══ Fragmento seleccionado

Un hombre aparece en el camino de una mujer, decide recorrer unas cuantas décadas en su compañía, pocas veces logra conocer a su cónyuge a lo largo de la vida, ostenta con frecuencia malas costumbres, ensucia con sus zapatos la cocina recién trapeada, tira sus cubiertos en el fregadero, salpica el baño con su espuma de afeitar, deja siempre la tapa del inodoro en posición inadecuada.

Sueña con comer una chuleta de cerdo cuando ella se muere por un intermedio romántico, le contesta bruscamente si ella se atreve a preguntar: “¿Tú me quieres?”; él mira a las demás hembras por el retrovisor de su auto, toma un aire de yo no fui si ella le reclama. Según las estadísticas, la mitad de quienes se casan se divorcian.

════

▸ Qué se pide:
Traduce al inglés la siguiente oración del fragmento seleccionado: «Según las estadísticas, la mitad de quienes se casan se divorcian.»

══ Datos sin procesar

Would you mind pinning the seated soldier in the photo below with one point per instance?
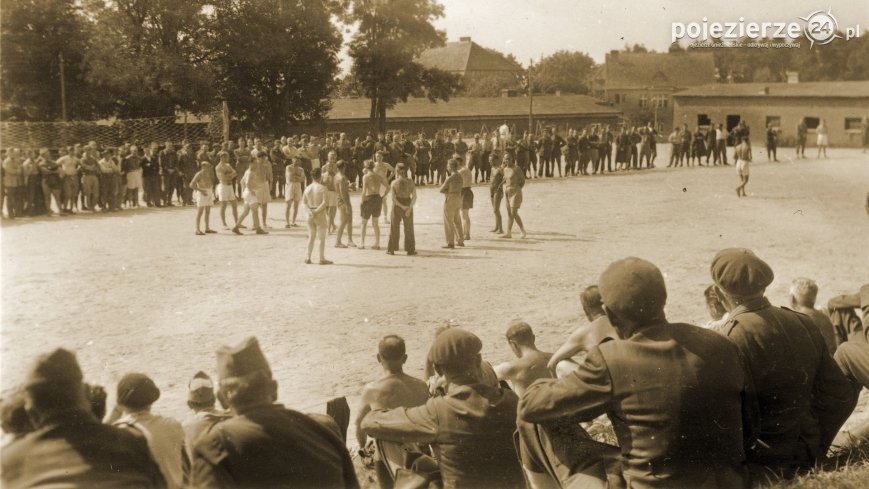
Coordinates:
(674, 393)
(265, 444)
(801, 395)
(68, 446)
(530, 363)
(394, 390)
(584, 337)
(804, 292)
(470, 427)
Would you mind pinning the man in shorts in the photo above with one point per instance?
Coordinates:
(467, 195)
(314, 199)
(295, 177)
(225, 189)
(742, 155)
(203, 195)
(342, 188)
(371, 206)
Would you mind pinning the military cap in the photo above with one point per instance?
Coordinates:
(200, 389)
(137, 390)
(57, 367)
(738, 271)
(242, 359)
(634, 287)
(455, 347)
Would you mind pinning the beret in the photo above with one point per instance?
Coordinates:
(57, 367)
(242, 359)
(200, 389)
(455, 346)
(739, 271)
(137, 391)
(634, 287)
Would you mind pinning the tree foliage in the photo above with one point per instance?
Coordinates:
(566, 71)
(390, 37)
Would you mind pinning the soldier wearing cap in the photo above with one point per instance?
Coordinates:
(69, 447)
(471, 426)
(672, 391)
(802, 397)
(265, 444)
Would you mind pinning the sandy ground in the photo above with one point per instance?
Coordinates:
(137, 291)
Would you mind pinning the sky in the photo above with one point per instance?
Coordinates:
(530, 29)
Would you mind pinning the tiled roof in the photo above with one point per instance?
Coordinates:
(659, 70)
(474, 107)
(464, 56)
(847, 89)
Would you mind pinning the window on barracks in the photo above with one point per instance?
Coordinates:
(853, 124)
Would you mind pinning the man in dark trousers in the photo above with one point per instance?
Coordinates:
(801, 394)
(265, 444)
(674, 393)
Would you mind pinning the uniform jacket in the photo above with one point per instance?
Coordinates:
(675, 394)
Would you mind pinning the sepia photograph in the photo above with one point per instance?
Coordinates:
(434, 244)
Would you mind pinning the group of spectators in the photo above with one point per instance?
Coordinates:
(757, 395)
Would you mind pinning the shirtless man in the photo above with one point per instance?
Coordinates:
(295, 176)
(225, 189)
(530, 363)
(372, 183)
(383, 169)
(395, 389)
(584, 337)
(314, 200)
(342, 188)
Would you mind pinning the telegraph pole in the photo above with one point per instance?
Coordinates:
(62, 89)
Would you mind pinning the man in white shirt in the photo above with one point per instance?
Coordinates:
(314, 200)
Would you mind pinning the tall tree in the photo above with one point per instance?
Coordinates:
(36, 36)
(563, 71)
(147, 56)
(275, 60)
(391, 35)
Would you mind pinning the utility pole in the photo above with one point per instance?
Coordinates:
(62, 89)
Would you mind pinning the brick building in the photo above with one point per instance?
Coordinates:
(642, 85)
(841, 104)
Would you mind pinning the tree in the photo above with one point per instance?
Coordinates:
(36, 35)
(390, 37)
(275, 60)
(566, 71)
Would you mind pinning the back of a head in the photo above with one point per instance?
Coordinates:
(520, 333)
(804, 291)
(633, 288)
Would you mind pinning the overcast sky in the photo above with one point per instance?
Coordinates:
(535, 28)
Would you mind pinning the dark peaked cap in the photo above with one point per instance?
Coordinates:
(455, 347)
(740, 272)
(242, 359)
(57, 367)
(634, 287)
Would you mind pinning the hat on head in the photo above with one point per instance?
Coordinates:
(242, 359)
(634, 287)
(738, 271)
(200, 389)
(455, 347)
(137, 391)
(57, 367)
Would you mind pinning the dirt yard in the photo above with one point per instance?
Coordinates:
(137, 291)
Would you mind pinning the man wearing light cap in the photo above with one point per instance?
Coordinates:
(69, 446)
(672, 391)
(802, 396)
(265, 444)
(471, 426)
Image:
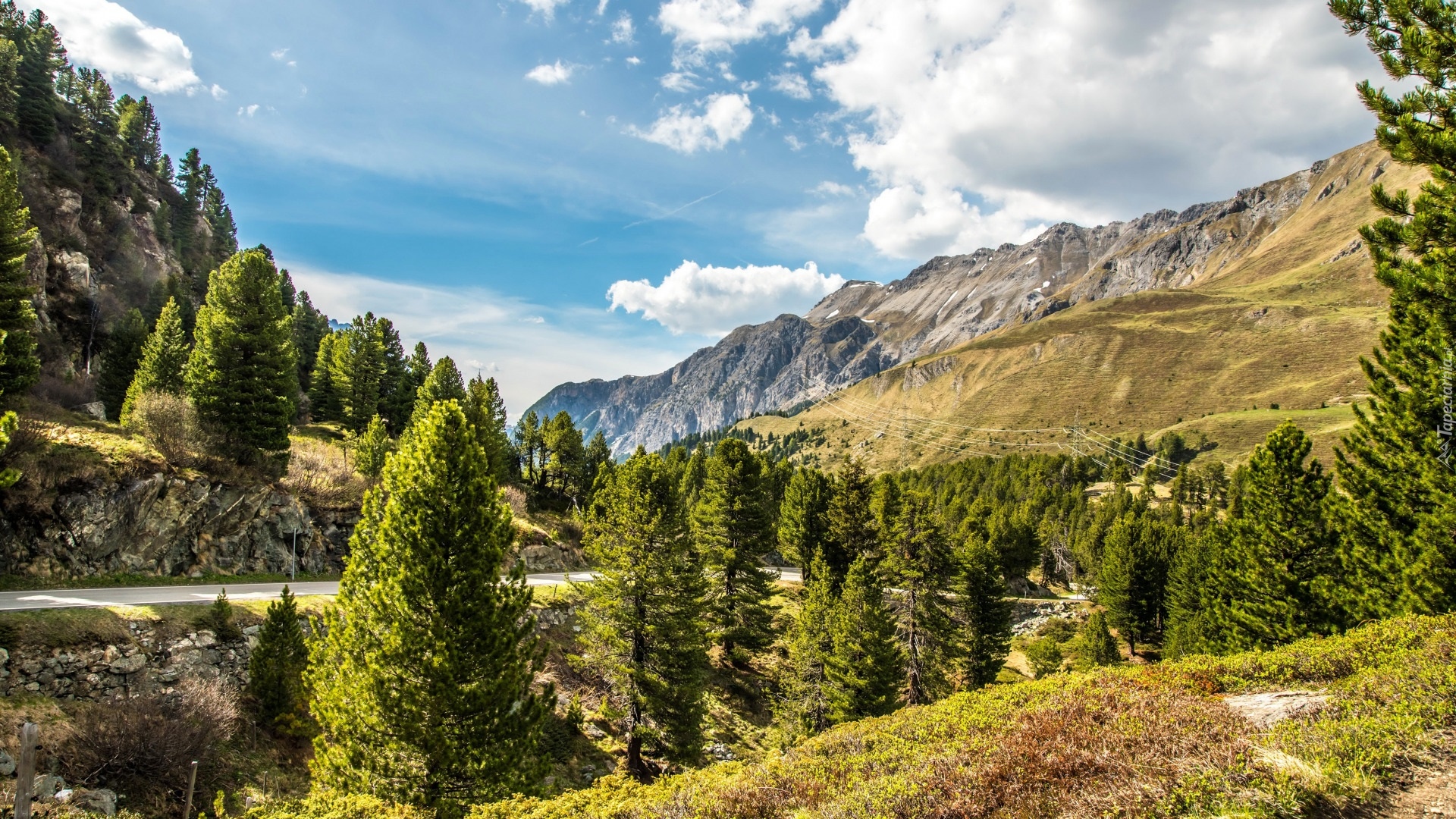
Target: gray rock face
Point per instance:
(753, 369)
(864, 327)
(169, 525)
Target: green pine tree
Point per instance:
(1193, 596)
(983, 614)
(1095, 645)
(8, 425)
(852, 532)
(357, 372)
(1133, 577)
(695, 474)
(802, 707)
(422, 684)
(120, 359)
(164, 360)
(309, 328)
(443, 384)
(598, 458)
(242, 373)
(1280, 573)
(918, 561)
(734, 532)
(275, 668)
(18, 237)
(528, 441)
(372, 449)
(642, 624)
(804, 518)
(325, 403)
(485, 410)
(865, 668)
(1044, 656)
(1398, 466)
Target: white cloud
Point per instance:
(712, 300)
(984, 120)
(679, 80)
(528, 353)
(724, 118)
(105, 36)
(829, 188)
(546, 8)
(622, 30)
(551, 74)
(792, 85)
(717, 25)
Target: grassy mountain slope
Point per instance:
(1283, 324)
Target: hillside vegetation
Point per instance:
(1283, 325)
(1139, 742)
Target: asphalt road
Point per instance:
(153, 595)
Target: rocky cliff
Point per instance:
(172, 525)
(865, 327)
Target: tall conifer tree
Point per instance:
(1398, 466)
(485, 410)
(804, 518)
(802, 706)
(164, 360)
(17, 315)
(1133, 577)
(1280, 573)
(642, 623)
(983, 611)
(733, 531)
(443, 384)
(242, 373)
(852, 531)
(424, 679)
(918, 563)
(277, 665)
(120, 359)
(865, 667)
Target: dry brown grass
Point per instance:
(321, 472)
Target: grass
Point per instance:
(1149, 741)
(30, 583)
(55, 629)
(1283, 324)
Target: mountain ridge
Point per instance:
(865, 328)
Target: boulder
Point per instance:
(98, 800)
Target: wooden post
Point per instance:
(25, 771)
(191, 781)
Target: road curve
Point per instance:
(156, 595)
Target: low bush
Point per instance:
(145, 746)
(321, 472)
(328, 805)
(1128, 742)
(169, 423)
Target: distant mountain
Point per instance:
(865, 328)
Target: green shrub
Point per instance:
(1044, 656)
(218, 620)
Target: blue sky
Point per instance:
(495, 177)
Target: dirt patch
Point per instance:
(1276, 706)
(1427, 792)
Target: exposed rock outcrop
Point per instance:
(169, 525)
(865, 327)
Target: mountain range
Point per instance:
(1304, 224)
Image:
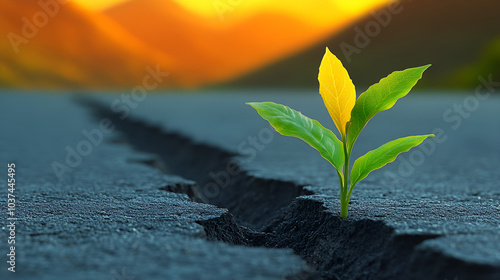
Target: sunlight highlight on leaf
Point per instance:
(337, 90)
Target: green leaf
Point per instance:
(292, 123)
(379, 97)
(383, 155)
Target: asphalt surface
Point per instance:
(109, 217)
(434, 213)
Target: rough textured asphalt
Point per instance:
(434, 213)
(108, 218)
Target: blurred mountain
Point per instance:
(450, 34)
(66, 46)
(213, 51)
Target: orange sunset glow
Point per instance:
(108, 44)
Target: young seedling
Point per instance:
(350, 117)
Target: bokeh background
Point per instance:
(108, 44)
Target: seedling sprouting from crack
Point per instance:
(350, 117)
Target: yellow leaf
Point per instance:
(337, 90)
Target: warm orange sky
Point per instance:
(308, 9)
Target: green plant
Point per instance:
(350, 117)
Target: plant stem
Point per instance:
(344, 201)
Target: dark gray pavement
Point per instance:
(434, 213)
(108, 217)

════

▸ Respuesta:
According to statistics, half of those who get married end up divorced.